## TEXTABSCHNITT
Die Wahrheit verkündigen,
den Glauben verteidigen

Predigten des H.H. Prof. Dr. Georg May

Glaubenswahrheit.org  
25. Februar 2001

Die Wirkkraft der Sakramente

Im Namen des Vaters und des Sohnes und des Heiligen Geistes. Amen.

Geliebte im Herrn!

Die Sakramente sind Zeichen, welche die Gnade anzeigen und bewirken. Sie sind wirksame Zeichen, und zwar wirken sie die Gnade kraft ihres Vollzuges. Das ist ein Dogma, welches das Konzil von Trient gegen die Glaubensneuerer des 16. Jahrhunderts aufgestellt hat. Die Sakramente wirken die Gnade kraft ihres Vollzuges. Das lateinische Wort heißt ex opere oprato – aufgrund des vollzogenen Werkes. Das Konzil von Trient drückt diese Wahrheit wie folgt aus: „Wer sagt, durch die Sakramente des Neuen Bundes werde die Gnade nicht kraft des vollzogenen Ritus mitgeteilt, sondern zur Erlangung der Gnade reiche der bloße Glaube an die göttliche Verheißung hin, der sei ausgeschlossen.“ Es ist klar, gegen wen sich diese Definition richtet: gegen die Glaubensneuerer des 16. Jahrhunderts, die sagten, zur Erlangung der Gnade reiche der bloße Glaube hin. Wenn das nämlich so wäre, daß allein der Glaube die Rechtfertigung herbeiführen könnte, dann wären die Sakramente überflüssig, dann könnte man ihrer entbehren. Gegen diese Verdünnung des christlichen Glaubens, gegen diese Verkehrung der katholischen Wahrheit hat das Konzil seinen Grundsatz formuliert, den man positiv so aussprechen müßte: Die Sakramente wirken die Gnade kraft ihres Vollzuges. In diesem Zusammenhang hat das Konzil noch andere, benachbarte Irrtümer abgewiesen. „Wer sagt, die Sakramente seien allein dazu eingesetzt, den Glauben zu nähren, der sei ausgeschlossen.“ Den Glauben muß man mitbringen, um Sakramente zu empfangen, aber die Sakramente sind nicht allein dazu eingesetzt, um den Glauben zu nähren.

## EXTRAHIERTE DATEN

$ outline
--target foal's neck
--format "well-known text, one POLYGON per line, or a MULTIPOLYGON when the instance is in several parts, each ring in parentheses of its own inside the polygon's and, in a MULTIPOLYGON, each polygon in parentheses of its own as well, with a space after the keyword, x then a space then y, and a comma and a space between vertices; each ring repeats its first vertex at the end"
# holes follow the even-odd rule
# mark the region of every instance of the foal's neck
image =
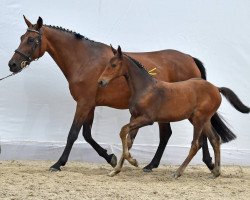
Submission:
POLYGON ((124 62, 127 68, 125 77, 132 96, 144 91, 155 82, 145 69, 141 69, 130 58, 125 56, 124 62))

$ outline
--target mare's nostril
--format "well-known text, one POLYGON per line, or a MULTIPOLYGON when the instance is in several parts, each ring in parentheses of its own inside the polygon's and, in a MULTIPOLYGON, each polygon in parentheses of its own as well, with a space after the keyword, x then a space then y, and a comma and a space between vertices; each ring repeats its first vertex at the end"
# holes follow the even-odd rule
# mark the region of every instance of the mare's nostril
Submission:
POLYGON ((10 61, 9 67, 11 67, 11 68, 16 67, 16 63, 14 61, 10 61))
POLYGON ((99 82, 98 82, 98 85, 102 86, 102 85, 103 85, 103 81, 102 81, 102 80, 99 81, 99 82))

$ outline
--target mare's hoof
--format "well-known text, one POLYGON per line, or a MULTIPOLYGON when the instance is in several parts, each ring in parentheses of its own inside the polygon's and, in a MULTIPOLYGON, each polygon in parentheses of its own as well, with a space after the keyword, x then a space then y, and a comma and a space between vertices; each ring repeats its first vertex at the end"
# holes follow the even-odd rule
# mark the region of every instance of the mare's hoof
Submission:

## KURZE AUFGABE 1
Gib den Teil der Datensätze, der an ihrem Anfang beginnt und mit der Zeile endet, die „POLYGON ((124 62, 127“ enthält, einschließlich dieser Zeile vollständig wieder und verschiebe dabei jede Koordinate in den Lösungen um 69. Lass die Bilder in deiner Antwort weg.
## KURZE AUFGABE 2
Führe die Predigt über die Wirkkraft der Sakramente nach ihrem letzten Satz weiter.
Die Datensätze stehen in keinem Zusammenhang mit der Predigt über die Wirkkraft der Sakramente.

## LÖSUNG DER ÜBUNG 1
$ outline
--target foal's neck
--format "well-known text, one POLYGON per line, or a MULTIPOLYGON when the instance is in several parts, each ring in parentheses of its own inside the polygon's and, in a MULTIPOLYGON, each polygon in parentheses of its own as well, with a space after the keyword, x then a space then y, and a comma and a space between vertices; each ring repeats its first vertex at the end"
# holes follow the even-odd rule
# mark the region of every instance of the foal's neck
image =
Submission:
POLYGON ((193 131, 196 137, 194 146, 201 165, 213 160, 224 151, 214 138, 210 138, 199 127, 194 125, 193 131))

## LÖSUNG DER ÜBUNG 2
Ebenso erklärt das Konzil von Trient: „Wer sagt, die Gnade werde durch die Sakramente, soweit es auf Gott ankommt, nicht immer und allen gegeben, auch wenn man sie richtig empfängt, sondern nur manchmal und einigen, der sei ausgeschlossen.“ Die Sakramente sind immer wirksam, wenn sie richtig gesetzt werden. Sie treffen keine Auswahl zwischen den Empfängern. So schlimm ist das, daß der heilige Thomas von Aquin sagt: „Gute kommen, Böse kommen, und sie empfangen alle dasselbe, aber mit ungleichem Ergebnis.“

Die Sakramente wirken die Gnade, die sie bezeichnen. Die Wirksamkeit der Sakramente ist eine objektive. Die Kirchenväter begründen die objektive Wirksamkeit der Sakramente vor allem mit dem Hinweis auf die Kindertaufe. Die Säuglinge, die getauft werden, können ja keinen Glauben mitbringen. Der Geist ist noch nicht genügend ausgebildet, um den Glauben zu fassen. Aber sie werden getauft, und sie werden gültig getauft, und das Sakrament ist in ihnen wirksam. Es ist wirksam, weil die Kraft Gottes in ihm lebendig ist. Freilich darf man sich das nicht so vorstellen, als ob die Sakramente Zaubermittel wären, als ob in ihnen Magie betrieben würde. Die Sakramente haben ihre Kraft nicht in sich selbst, nicht aus sich selbst, nicht durch sich selbst, sie haben ihre Kraft durch Christus. Was in ihnen wirksam ist, ist die Macht Gottes, das sind weder die Elemente allein noch die Worte allein, sondern durch die Worte und durch die Elemente wirkt Gott das Heil. Deswegen sagt der heilige Augustinus: „Petrus mag taufen, es ist Christus, der tauft. Judas mag taufen, es ist Christus, der tauft.“ Der verborgene Spender ist Christus, der sich eines menschlichen Werkzeuges bedient. Christus leistet nicht den äußeren Vollzug, Christus schenkt die verborgene Kraft. Das ist also das Geheimnis der Sakramente, daß Christus sie sich als Werkzeuge aneignet, durch die er sein Heil wirkt. Entsprechend der menschlichen Natur, die mit Seele und Leib begabt ist, wirkt Gott durch sichtbare Zeichen unsichtbare Gnaden.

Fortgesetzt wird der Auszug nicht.